Given instruction:
Rewrite every line below, requests included, multiplying each point coordinate in the answers by 1.05 and rounding it to a whole number, with halves rounded up. Leave the pictures out of your answer.

Information shown:
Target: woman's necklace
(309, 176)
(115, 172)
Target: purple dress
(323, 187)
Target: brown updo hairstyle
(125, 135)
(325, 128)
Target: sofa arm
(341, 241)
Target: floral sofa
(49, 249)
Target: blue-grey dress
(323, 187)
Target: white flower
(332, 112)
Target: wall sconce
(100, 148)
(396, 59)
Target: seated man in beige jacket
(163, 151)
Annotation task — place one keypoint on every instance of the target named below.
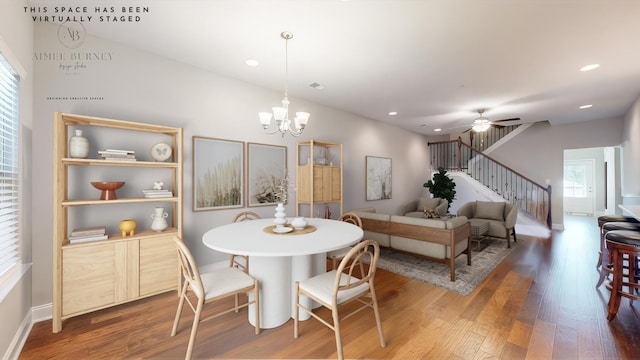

Written answer:
Target: woman's necklace
(324, 185)
(121, 181)
Target: purple dress
(339, 196)
Target: brown updo hairstyle
(131, 142)
(341, 134)
Target: sofa arm
(358, 253)
Target: floral sofa
(51, 261)
Target: blue-grey dress
(339, 196)
Target: white flower
(349, 118)
Target: wall sconce
(105, 155)
(416, 62)
Target: seated man in beige jacket
(171, 159)
Annotation task — place one keypoint on every instance of the target named below.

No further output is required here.